TEXT:
[Start of Attachment]

What began as a generally peaceful gathering of protesters outside President Donald Trump’s rally in Phoenix on Tuesday turned disorderly after the event, prompting police to fire tear gas and pepper spray into the crowd, authorities said.

Some of the protesters had "begun throwing rocks and bottles at police," Phoenix police spokesman Jonathan Howard said.

Despite the post-rally commotion, there were no immediate reports of arrests or injuries.

Phoenix Mayor Greg Stanton had asked Trump to postpone the event, which was Trump's first rally since the violent protests in Charlottesville, Va., and Trump's controversial "on both sides" remarks that followed.

Police were on high alert throughout the day, using barricades to separate protesters from Trump supporters.

Rally attendees were booed as they left the Phoenix Convention Center, according to Twitter user Halie Chavez.

Another Twitter user tweeted, “The more truth TRUMP speaks, the ignorant, close minded, incoherent, lost left comatose liberals, just throw their spin on it #PhoenixRally.”

Earlier in the day, the scene was noisy, but largely peaceful.

As a police helicopter hovered overhead, officers wearing riot gear and carrying rifles sauntered through the lane between the sides.

"Toxic Trump," read one protest sign held up to the president's supporters streaming into the convention center. "Lock Him Up!" read another, a reference to earlier campaign chants by Trump and his backers about his election rival Hillary Clinton.

Dillon Scott of Phoenix, who voted for Clinton, said he came out to express dissatisfaction with how long Trump took to denounce racism after the Charlottesville violence.

"No one should be allowed to get away with what he gets away with, especially in political office," Scott said.

Meanwhile, a group of protesters chanted, "Wrong side of history! Wrong side of history!"

A number of opposition signs showed drawings or photos of Trump with a small, Hitler-style mustache. Three Trump supporters taunted Latino protesters with offensive comments about immigrants and held anti-Muslim and Black Lives Matter signs.

As the line to get in the venue moved ahead, the two groups shouted at each other and some skirmishes broke out. At one point, a Trump supporter and protester shoved each other.

[End of Attachment]

Resume the article on the protests outside the Phoenix rally, starting after its last sentence. The records that come next play no part in this work.

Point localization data
[Start of Attachment]

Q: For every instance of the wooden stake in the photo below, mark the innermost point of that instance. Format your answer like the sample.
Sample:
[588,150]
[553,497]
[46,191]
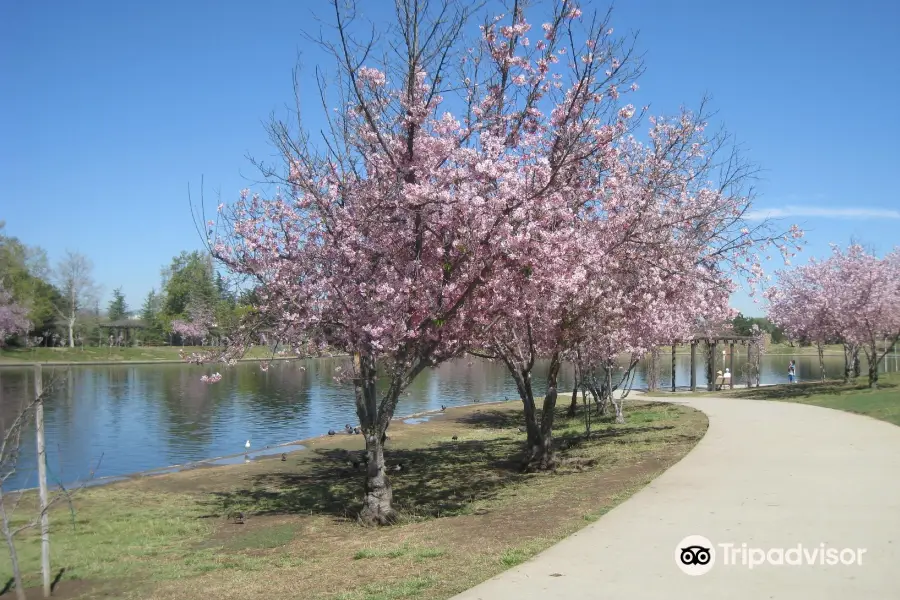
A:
[42,479]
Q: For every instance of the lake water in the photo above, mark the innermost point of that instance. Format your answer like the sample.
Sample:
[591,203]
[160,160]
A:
[142,417]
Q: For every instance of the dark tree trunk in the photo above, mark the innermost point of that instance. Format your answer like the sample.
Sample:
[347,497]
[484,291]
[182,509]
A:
[620,417]
[539,454]
[821,360]
[374,420]
[847,365]
[872,356]
[377,505]
[573,407]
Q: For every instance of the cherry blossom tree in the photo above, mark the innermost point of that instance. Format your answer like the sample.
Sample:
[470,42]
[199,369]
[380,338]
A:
[487,198]
[196,327]
[379,238]
[801,305]
[649,246]
[13,317]
[853,295]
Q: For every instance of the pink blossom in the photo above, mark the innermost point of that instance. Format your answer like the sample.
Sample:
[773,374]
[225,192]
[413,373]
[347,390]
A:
[13,317]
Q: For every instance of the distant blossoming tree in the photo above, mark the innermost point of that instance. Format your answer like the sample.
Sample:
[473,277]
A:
[13,317]
[853,295]
[484,197]
[196,327]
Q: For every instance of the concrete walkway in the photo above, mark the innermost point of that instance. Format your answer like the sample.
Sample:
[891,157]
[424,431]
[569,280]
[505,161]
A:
[767,474]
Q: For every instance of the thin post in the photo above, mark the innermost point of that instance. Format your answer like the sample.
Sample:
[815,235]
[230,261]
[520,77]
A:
[42,478]
[731,368]
[749,365]
[693,367]
[673,366]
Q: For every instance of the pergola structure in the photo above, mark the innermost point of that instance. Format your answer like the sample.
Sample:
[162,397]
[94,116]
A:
[126,325]
[713,342]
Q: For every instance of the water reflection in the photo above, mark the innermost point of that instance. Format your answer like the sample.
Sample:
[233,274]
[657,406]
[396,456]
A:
[141,417]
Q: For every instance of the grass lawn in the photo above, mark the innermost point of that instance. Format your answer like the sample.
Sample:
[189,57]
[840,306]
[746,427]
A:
[772,349]
[882,403]
[468,512]
[77,355]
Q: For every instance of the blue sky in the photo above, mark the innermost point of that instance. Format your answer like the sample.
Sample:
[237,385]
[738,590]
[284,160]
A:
[111,109]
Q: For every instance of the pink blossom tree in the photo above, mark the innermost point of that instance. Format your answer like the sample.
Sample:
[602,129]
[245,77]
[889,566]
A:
[380,238]
[196,327]
[13,317]
[853,295]
[636,255]
[800,304]
[485,198]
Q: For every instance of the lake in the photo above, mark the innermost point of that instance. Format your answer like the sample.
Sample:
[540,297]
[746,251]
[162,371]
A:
[141,417]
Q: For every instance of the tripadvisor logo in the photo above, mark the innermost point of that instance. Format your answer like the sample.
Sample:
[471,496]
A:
[696,555]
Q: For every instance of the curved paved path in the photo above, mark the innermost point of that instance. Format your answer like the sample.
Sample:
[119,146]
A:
[768,474]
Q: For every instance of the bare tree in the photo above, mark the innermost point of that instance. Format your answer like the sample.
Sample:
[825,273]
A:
[10,444]
[74,278]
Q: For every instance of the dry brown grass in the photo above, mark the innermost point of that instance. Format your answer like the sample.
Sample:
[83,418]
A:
[469,512]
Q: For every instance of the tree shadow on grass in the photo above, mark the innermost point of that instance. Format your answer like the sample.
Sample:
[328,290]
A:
[440,480]
[805,390]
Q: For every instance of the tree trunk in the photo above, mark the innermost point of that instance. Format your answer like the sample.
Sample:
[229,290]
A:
[653,371]
[13,555]
[573,407]
[377,504]
[847,365]
[620,418]
[539,454]
[821,360]
[872,356]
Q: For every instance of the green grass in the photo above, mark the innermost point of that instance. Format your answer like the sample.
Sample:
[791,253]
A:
[265,537]
[90,354]
[168,537]
[406,588]
[418,554]
[882,403]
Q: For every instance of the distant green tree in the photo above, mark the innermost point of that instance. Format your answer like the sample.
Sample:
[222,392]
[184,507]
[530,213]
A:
[150,312]
[25,275]
[188,279]
[744,326]
[118,309]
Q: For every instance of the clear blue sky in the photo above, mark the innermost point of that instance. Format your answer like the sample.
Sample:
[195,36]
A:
[110,109]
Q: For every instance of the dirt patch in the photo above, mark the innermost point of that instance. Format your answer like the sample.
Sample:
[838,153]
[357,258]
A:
[66,589]
[468,510]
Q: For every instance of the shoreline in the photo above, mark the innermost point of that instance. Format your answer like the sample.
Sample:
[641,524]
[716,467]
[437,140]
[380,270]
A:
[210,463]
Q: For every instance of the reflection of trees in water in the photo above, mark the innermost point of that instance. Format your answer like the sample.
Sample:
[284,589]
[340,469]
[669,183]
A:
[13,386]
[284,390]
[188,405]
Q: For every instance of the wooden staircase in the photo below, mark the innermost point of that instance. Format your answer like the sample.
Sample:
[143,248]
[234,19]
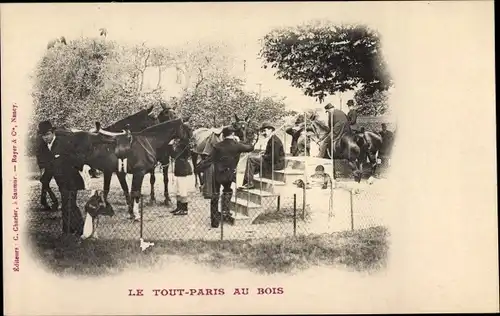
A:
[247,205]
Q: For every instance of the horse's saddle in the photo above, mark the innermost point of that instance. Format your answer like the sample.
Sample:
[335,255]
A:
[217,130]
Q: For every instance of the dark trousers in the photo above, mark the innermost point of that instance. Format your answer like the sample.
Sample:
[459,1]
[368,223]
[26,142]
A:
[227,193]
[72,220]
[45,180]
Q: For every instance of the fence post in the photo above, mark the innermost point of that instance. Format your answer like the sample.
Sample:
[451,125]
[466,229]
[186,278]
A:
[352,213]
[294,214]
[221,220]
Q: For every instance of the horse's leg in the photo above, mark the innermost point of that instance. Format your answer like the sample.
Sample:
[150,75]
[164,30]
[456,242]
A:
[53,197]
[95,224]
[168,202]
[373,161]
[122,177]
[136,195]
[107,182]
[152,181]
[194,160]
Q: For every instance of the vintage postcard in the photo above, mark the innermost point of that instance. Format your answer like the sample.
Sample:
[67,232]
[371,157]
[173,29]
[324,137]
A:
[249,158]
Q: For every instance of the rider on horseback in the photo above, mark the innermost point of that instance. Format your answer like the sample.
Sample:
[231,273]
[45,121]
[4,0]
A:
[338,124]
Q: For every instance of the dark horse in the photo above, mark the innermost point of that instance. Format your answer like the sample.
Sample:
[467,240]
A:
[204,139]
[353,147]
[140,152]
[102,156]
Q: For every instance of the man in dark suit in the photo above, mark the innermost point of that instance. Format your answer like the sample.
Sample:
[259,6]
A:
[338,124]
[352,116]
[272,159]
[387,140]
[295,132]
[224,157]
[66,163]
[182,171]
[44,161]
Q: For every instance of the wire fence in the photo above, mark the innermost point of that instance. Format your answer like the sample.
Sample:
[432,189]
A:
[283,204]
[293,214]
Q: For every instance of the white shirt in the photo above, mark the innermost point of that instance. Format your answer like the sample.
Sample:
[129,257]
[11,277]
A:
[51,143]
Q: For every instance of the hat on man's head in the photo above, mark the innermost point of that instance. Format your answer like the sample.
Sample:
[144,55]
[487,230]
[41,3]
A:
[45,127]
[266,125]
[165,106]
[329,106]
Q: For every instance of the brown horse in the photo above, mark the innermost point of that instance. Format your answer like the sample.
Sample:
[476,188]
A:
[205,138]
[138,152]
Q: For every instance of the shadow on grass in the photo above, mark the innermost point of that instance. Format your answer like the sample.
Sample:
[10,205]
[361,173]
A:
[363,250]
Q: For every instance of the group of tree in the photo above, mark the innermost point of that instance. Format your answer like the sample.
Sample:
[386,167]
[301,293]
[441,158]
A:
[79,81]
[84,80]
[323,59]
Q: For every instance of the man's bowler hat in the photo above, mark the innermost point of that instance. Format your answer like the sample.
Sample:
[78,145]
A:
[45,127]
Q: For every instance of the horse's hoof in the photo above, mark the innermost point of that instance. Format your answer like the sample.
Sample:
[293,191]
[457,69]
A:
[371,180]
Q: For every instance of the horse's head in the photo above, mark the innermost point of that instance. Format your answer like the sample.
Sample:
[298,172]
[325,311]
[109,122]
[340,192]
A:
[240,126]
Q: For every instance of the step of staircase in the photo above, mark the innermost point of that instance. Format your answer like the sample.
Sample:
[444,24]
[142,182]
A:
[266,184]
[288,175]
[257,196]
[245,207]
[240,219]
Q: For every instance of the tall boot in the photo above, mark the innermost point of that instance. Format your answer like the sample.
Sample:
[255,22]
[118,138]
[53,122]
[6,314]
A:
[214,212]
[177,209]
[225,203]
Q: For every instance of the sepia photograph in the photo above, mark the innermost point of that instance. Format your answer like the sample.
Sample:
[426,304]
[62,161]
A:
[265,140]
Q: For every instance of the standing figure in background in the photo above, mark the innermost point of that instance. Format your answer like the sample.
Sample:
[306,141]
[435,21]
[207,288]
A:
[45,163]
[352,116]
[272,159]
[304,142]
[67,164]
[338,124]
[387,140]
[224,159]
[182,171]
[295,132]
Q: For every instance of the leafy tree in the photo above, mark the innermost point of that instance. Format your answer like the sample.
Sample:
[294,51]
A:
[371,103]
[323,59]
[89,80]
[215,102]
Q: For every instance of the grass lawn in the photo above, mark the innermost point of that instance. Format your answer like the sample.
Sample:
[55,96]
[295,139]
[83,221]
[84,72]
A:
[361,250]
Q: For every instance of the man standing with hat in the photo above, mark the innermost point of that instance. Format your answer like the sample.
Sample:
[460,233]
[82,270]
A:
[352,116]
[295,132]
[272,159]
[224,157]
[338,124]
[66,163]
[44,160]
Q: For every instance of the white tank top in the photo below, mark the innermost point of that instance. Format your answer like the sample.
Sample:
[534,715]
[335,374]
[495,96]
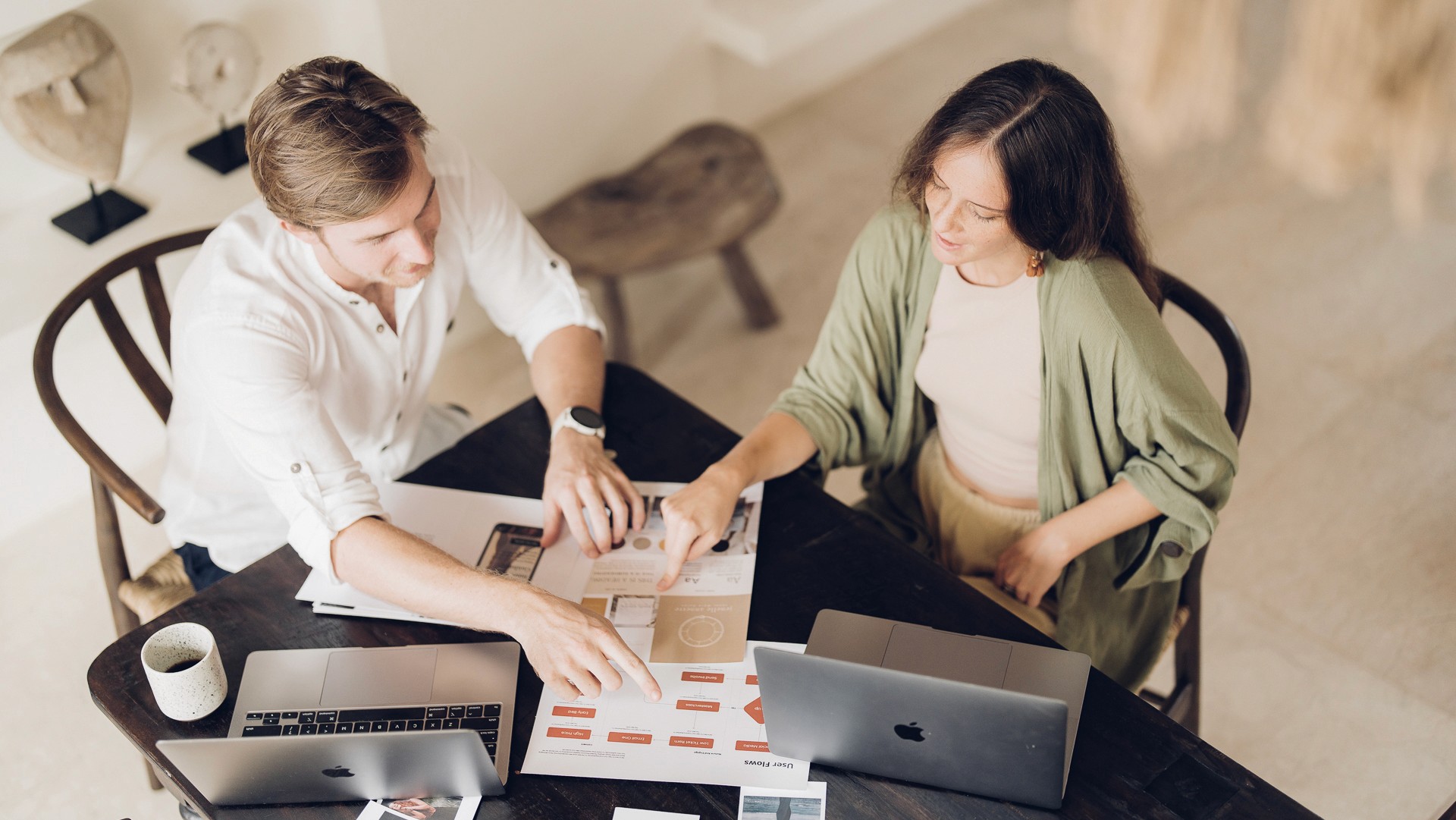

[End of Attachment]

RESPONSE TO THE TASK:
John Brown, of an anti-Trump group calling itself the Redneck Revolt, wore military fatigues and had an AK-47 rifle strapped to his chest as he and a half-dozen others from the group stood about 30 feet behind the barricade for protesters. He said they were there to protect Trump opponents and stand up to fascism. "He's offensive to me in every way," Brown said.

Local political leaders had urged the demonstrations to be calm, with Mayor Stantion saying he expected the protests to be "civil, respectful and peaceful." Phoenix Police Chief Jeri Williams added First Amendment rights would be supported but criminal conduct would be swiftly addressed.

Meanwhile, several hundred Trump supporters lined up at the convention center, with some arriving before dawn for the 7 p.m. rally.

Trump backer Randy Hutson, a retired Phoenix police officer, began standing in line more than seven hours before the speech was to start. "He is the first president I feel in my lifetime that speaks his mind and speaks from the heart," Hutson said. "He says what needs to be said."

"It's been on a bucket list of mine, since he became the president," said Kingman resident Diane Treon, who arrived at 4 a.m. "I wished I had attended one of his campaign rallies before he became president and I wanted to go to the inauguration. And truthfully it was the protests that kept me away."

Treon said she wishes protesters "would be a little more peaceful instead of violently rioting, which is happening in so many places" but isn't overly worried.

"I don't think the Phoenix Police are going to stand down and throw us out in the wind," she said. "I really think they're going to keep us safe."

The Associated Press contributed to this report.